作業内容:
(1) 下のNetBurstアーキテクチャの解説にある「CPU命令は、前の命令の結果が得られる前にパイプラインに投入される。」という一文を英語に訳してください。
(2) 下のNetBurstアーキテクチャの解説について、最後の文の後に続く部分を書き進めてください。

本文抜粋:
================

今まで話されることのなかったNetBurstアーキテクチャの真の姿(と思われるもの)について納得のいく解説をしている。
英語だし長いので最初の方をページ毎に適当に要約。
10ページ目あたりからは詳しく自分で読んでほしいので14以降省略。
- Northwoodを対象とした実験でL2キャシュの遅延がどうしてもドキュメントの値より大きくなる。それも数十クロックも。
- キーワードは、"replay"。Intelの特許の中で、「マイクロオペレーションの繰り返し処理のための特殊装置」に関する抽象的な記述を発見。
- Appendix 3 プロセッサイベントカウンターについて。 イベントの種類は数百もある!
- VTuneのカウンタで公開されているのは一部のみ。
どう考えても多すぎる数のカウンタがundocumented。これはなにかある!
以降の章ではその何かについて、我々が突き止めた答えを解説する。
- その前に、重要なところを少し押さえておく必要がある。
スケジューラは実行ユニットの待機状態を最小にするよう最大の努力をしないといけない。←ここポイントなので覚えておくように。
CPU命令は、前の命令の結果が得られる前にパイプラインに投入される。
- 命令間に依存関係があるとき、スケジューラに出来ることとはなにか?
(最初の命令がロード命令だったとして)
選択肢その1 L2キャッシュの遅延にあわせて次の命令を送る。
→ぜんぜんだめ
- その2 L1キャッシュにヒットした事が分かったら即座に次の命令を送る。
→やっぱりだめ。実行ユニットに命令が到達するのに時間がかかりすぎる。
- その3 L1キャッシュの遅延にあわせて次の命令を送る。つまり
前の命令の結果が得られる前でも、前の命令を送った2クロック後に次の命令を送る。
結局これしかない。
- 最初のロード命令がL1キャッシュにヒットしなかったらどうなるのか?
L2キャッシュは7クロックの遅延なので、正しいデータが届く頃には、
命令は間違ったオペランドで計算を終えてしまっている。
- もちろんそんなことは許されない。
そのためにPentium4には特別な仕掛けが用意されていて、
正しく実行するためのお膳立てが出来なかった命令はパイプラインから追い出され、
replayという横道に送られた後、もう一度パイプラインに入るようになっている。

================

抜粋データ:
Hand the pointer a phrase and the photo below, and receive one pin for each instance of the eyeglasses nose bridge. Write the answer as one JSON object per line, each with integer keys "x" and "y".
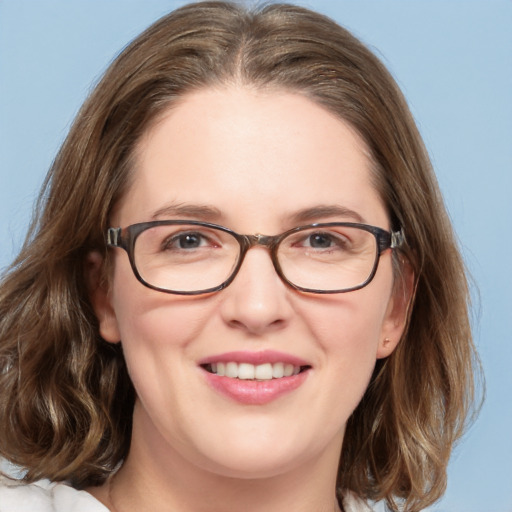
{"x": 270, "y": 242}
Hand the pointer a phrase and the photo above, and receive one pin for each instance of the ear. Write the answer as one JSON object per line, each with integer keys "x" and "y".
{"x": 100, "y": 298}
{"x": 397, "y": 313}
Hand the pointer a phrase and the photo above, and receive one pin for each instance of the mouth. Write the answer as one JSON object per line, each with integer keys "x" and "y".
{"x": 257, "y": 372}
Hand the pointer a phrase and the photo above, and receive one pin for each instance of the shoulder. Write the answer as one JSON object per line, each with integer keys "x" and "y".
{"x": 45, "y": 496}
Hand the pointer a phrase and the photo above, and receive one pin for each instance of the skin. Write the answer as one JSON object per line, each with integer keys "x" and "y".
{"x": 258, "y": 158}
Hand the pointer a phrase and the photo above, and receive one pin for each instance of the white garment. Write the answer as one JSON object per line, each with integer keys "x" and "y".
{"x": 45, "y": 496}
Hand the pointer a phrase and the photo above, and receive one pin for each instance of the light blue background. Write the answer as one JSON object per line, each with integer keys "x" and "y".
{"x": 453, "y": 60}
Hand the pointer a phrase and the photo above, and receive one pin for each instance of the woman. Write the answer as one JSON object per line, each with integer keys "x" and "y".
{"x": 242, "y": 291}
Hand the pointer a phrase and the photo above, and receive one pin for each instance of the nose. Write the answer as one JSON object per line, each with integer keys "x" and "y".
{"x": 257, "y": 301}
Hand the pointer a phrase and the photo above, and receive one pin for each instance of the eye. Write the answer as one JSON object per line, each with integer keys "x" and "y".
{"x": 324, "y": 240}
{"x": 319, "y": 241}
{"x": 188, "y": 240}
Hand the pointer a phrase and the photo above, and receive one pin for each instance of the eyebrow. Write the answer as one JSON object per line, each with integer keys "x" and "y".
{"x": 203, "y": 212}
{"x": 322, "y": 211}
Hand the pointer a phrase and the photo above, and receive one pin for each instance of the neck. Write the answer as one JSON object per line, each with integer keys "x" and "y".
{"x": 164, "y": 481}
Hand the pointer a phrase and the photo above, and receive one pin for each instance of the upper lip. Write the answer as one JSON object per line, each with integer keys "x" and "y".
{"x": 255, "y": 358}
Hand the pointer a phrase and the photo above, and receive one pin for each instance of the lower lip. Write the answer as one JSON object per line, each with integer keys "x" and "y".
{"x": 255, "y": 392}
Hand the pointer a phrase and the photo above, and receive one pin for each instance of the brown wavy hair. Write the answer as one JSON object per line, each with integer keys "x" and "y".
{"x": 66, "y": 400}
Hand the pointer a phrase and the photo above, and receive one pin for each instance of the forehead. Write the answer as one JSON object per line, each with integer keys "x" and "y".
{"x": 250, "y": 153}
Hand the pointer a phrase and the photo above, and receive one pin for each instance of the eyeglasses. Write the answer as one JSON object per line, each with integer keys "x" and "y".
{"x": 191, "y": 258}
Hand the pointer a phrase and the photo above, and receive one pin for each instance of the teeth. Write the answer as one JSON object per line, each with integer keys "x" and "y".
{"x": 247, "y": 371}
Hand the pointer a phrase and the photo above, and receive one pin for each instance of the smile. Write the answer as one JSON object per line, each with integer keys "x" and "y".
{"x": 248, "y": 371}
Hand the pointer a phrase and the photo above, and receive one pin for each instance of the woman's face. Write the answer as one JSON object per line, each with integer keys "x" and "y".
{"x": 256, "y": 162}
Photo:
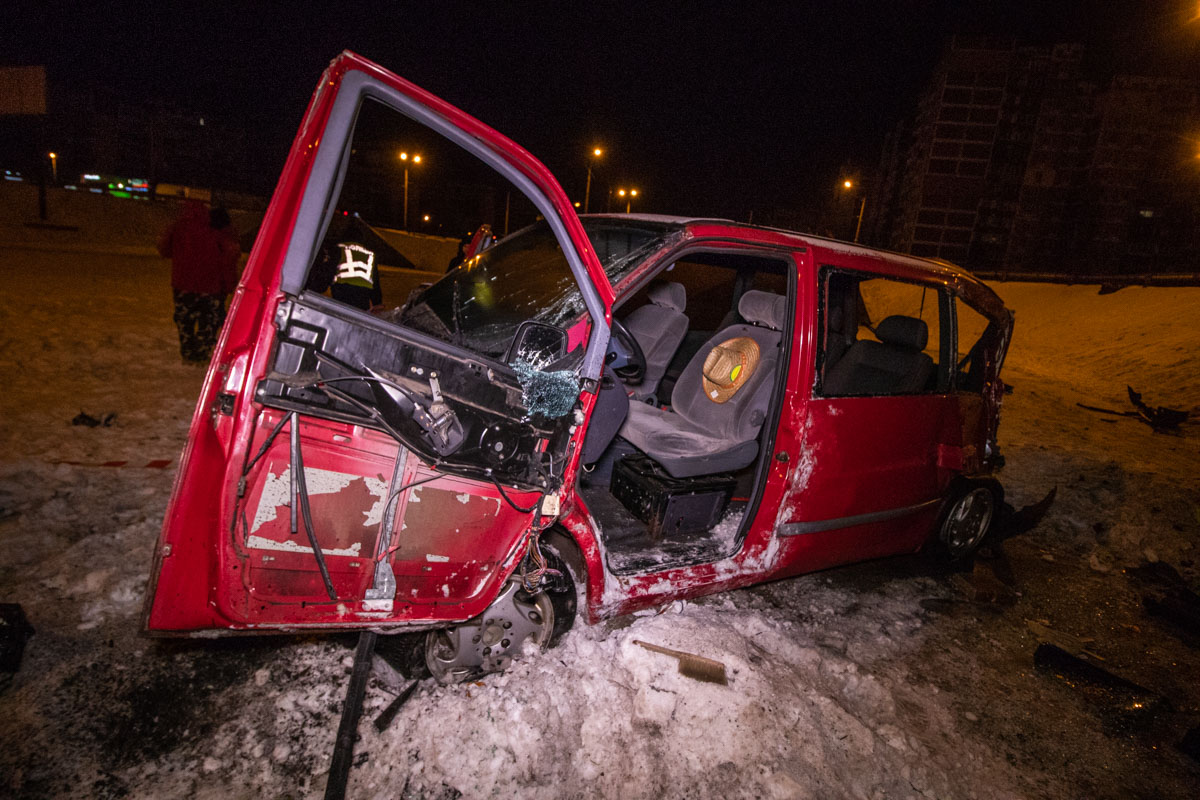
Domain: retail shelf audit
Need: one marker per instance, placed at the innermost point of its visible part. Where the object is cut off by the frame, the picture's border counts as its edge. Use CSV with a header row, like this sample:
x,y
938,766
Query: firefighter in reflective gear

================

各作業の回答:
(1) CPU instructions are fed into the pipeline before the result of the previous instruction is obtained.

(2)
- replayに送られた命令は、輪を描くようにしてパイプライ の入り口に戻るが
その輪の長さがちょうどL2キャッシュのレイテンシに合っている。
replayからの命令が来た時にはスケジューラからの命令は送られない。
- 特筆すべきは、長いパイプラインのための、このreplayという対策は、
一見とても論理的に見えながら、実は劇的なパフォーマンス低下の原因になるという事である。
しかしながら、だからと言ってreplay抜きにパイプラインを長くすることは出来ない事なのだ。
- まだ疲れたなんて言わないよね? ここからが大事だし面白いんだから。
命令が一つreplayに入ると実行ユニットに1サイクルの待機状態が発生する。
それだけでなく、一つの命令がreplayに入るとたいていの場合いくつかの命令を 道連れにする。
極めつけとしては、たった一回のキャッシュミスで長さ数千の命令列が数百回もreplayを回る例さえ作ることが出来た。
命令列が何回もreplayループを回るという状況について詳しく見てみよう。
不思議に思うかも知れないが、これが起きるのは仕事熱心なスケジューラのおかげなのだ。
...- (以下省略)
17ページ目に、「FPU,MMX,SSE命令は基本的にreplayを使わない」とある。
replayを使わないから、Pentium4は、SSEを多用するような場合にはちゃんと速いのだろうか?
20ページ目には、「Intelがreplayの存在をひた隠しにしているのは、
否定的印象を与えずにこれを説明するのが難しいからだということは分かる。... マーケティングと詐欺とは紙一重であるが、この場合マーケティングは一線を越えてしまっているように思う。」ともある。
replayの解説を聞いた後なら、Intelの言うところの「投機的実行」が何を指していたのかよく分かる。
そして、よく言えば投機的で、悪く言えば単に無駄の多い作りなんだと納得した。全くその通り。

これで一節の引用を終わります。